| What you need to do |
In the data below, how many lines contain the word "long"? Answer with the number alone.

[Opening Source data section]

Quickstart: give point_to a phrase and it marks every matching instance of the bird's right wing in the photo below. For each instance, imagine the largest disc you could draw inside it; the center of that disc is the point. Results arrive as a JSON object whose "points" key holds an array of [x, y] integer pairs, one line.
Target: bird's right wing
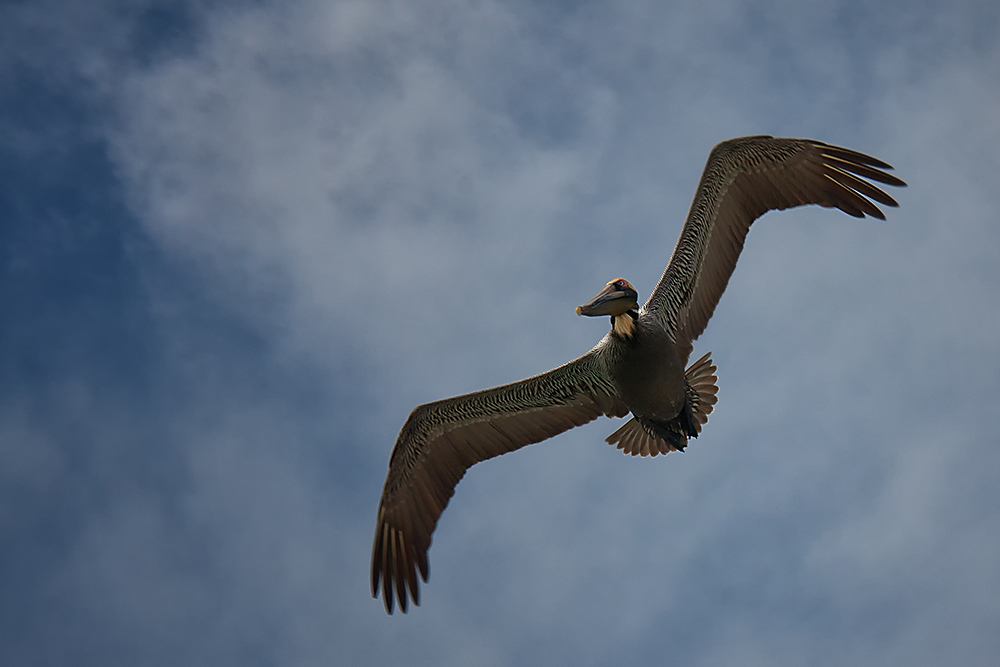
{"points": [[744, 179], [441, 440]]}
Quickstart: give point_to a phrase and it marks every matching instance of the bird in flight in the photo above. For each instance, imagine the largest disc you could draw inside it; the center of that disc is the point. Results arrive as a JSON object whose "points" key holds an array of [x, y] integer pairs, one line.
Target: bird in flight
{"points": [[637, 368]]}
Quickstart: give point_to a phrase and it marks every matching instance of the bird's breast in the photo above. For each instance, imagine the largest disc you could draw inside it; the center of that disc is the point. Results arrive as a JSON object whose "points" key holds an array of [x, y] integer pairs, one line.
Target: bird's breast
{"points": [[650, 375]]}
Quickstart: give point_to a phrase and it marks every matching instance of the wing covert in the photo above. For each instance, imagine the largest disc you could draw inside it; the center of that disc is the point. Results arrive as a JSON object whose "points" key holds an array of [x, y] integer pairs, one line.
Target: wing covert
{"points": [[744, 179], [441, 440]]}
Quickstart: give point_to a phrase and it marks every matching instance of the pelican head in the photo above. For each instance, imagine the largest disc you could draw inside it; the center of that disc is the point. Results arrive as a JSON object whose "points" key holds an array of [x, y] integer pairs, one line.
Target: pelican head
{"points": [[619, 300]]}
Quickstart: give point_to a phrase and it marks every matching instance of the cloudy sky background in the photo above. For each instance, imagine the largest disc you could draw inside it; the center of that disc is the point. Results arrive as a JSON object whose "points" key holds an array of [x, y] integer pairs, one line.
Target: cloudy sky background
{"points": [[241, 241]]}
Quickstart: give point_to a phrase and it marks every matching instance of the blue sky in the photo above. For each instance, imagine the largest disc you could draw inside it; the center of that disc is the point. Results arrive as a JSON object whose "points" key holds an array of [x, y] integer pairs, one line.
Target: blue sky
{"points": [[241, 241]]}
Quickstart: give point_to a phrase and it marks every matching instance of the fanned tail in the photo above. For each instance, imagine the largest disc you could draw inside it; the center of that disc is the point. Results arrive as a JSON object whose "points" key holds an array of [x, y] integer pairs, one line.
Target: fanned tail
{"points": [[645, 437]]}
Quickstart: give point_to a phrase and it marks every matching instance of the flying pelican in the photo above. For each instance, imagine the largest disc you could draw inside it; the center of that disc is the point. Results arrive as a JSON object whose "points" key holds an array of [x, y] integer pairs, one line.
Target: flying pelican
{"points": [[637, 367]]}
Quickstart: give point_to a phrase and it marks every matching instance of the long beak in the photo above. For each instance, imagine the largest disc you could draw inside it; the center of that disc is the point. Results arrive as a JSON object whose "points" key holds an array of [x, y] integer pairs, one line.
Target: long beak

[Closing Source data section]

| Answer section |
2